**Aim:** Repeat the listing below word for word, starting at its beginning and going on through the line that contains "x=786, y=109", with that line included. Leave the pictures out of your answer.

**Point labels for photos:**

────────────────────

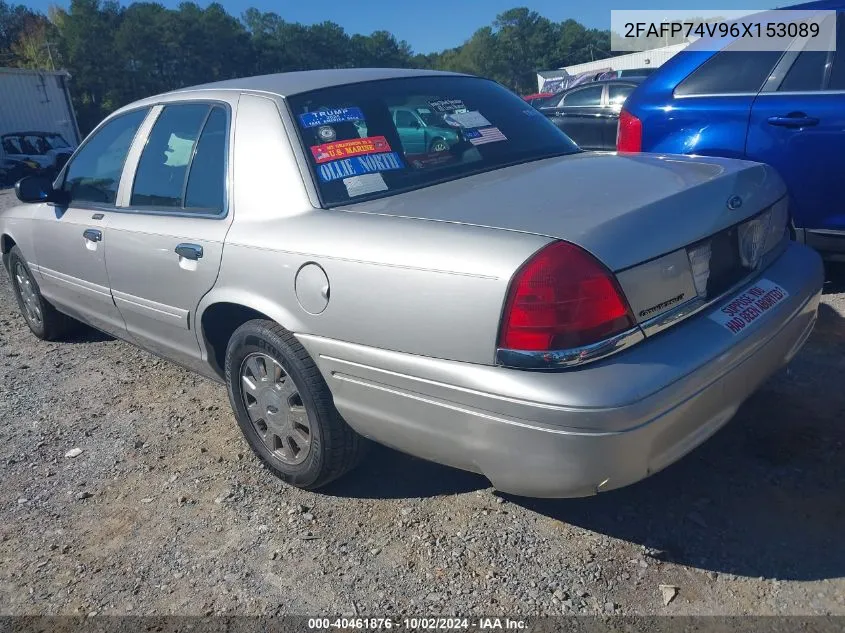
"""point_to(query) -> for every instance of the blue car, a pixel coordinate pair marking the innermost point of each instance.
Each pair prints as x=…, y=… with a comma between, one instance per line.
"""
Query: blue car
x=786, y=109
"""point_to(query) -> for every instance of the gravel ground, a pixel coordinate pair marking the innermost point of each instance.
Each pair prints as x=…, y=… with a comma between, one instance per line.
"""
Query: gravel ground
x=165, y=511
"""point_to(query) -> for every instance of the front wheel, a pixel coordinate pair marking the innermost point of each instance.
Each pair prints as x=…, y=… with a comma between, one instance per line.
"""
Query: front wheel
x=285, y=409
x=439, y=145
x=43, y=319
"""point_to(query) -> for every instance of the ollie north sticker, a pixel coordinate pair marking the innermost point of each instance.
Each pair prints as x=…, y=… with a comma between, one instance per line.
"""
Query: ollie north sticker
x=354, y=147
x=746, y=308
x=359, y=165
x=329, y=117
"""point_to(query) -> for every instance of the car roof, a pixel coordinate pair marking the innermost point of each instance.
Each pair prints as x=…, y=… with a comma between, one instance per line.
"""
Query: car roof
x=31, y=133
x=600, y=82
x=287, y=84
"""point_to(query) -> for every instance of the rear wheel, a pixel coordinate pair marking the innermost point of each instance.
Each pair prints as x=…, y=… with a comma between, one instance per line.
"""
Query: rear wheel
x=285, y=409
x=43, y=319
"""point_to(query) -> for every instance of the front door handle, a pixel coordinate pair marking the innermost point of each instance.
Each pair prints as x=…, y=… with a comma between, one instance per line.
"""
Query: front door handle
x=793, y=119
x=189, y=251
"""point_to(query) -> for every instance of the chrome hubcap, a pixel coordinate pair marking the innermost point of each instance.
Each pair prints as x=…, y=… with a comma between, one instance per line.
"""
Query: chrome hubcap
x=26, y=287
x=275, y=408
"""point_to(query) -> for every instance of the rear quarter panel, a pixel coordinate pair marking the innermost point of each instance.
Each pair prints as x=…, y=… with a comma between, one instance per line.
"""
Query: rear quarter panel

────────────────────

**Expected answer:**
"""point_to(query) -> for every instance of the blue car, a pixel coordinate pair marking the innermost point of each instance.
Each pair prints as x=…, y=… with a comma between, one instance per line.
"""
Query: blue car
x=786, y=109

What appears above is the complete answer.